Instructions to follow
Your answer should be every line with the word "each", copied from the data below.

Exercise data
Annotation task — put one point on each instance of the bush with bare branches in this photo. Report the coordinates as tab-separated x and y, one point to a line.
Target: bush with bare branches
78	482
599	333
* * *
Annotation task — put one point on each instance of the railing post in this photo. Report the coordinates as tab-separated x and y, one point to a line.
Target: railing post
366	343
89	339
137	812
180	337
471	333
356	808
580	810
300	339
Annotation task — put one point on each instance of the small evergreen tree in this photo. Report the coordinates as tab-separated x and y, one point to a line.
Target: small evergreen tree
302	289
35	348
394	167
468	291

Output
Annotation task — put one point on each instance of the bush with bare branches in this photo. Report the coordinates as tab-separated x and y, one point to a line.
Annotation task — put one point on each instance of the railing post in this photo. Report the coordinates as tab-separated x and y, one point to a line.
Annotation task — put one point on each instance of the small evergreen tree in this photo. Report the coordinates as tab-separated x and y, one point to a line.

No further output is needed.